• DATA FOR PROCESSING:
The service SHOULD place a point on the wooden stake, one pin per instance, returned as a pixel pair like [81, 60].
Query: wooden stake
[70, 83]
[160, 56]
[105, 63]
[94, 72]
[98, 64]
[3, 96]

• GIVEN EXERCISE: Reproduce all of the data above, requests included. Add 67 to each number in the answer coordinates, and leave the requests unchanged, including their sample pairs.

• TASK OUTPUT:
The service SHOULD place a point on the wooden stake, one pin per instance, returned as a pixel pair like [81, 60].
Query: wooden stake
[137, 150]
[227, 123]
[172, 130]
[161, 139]
[165, 131]
[70, 163]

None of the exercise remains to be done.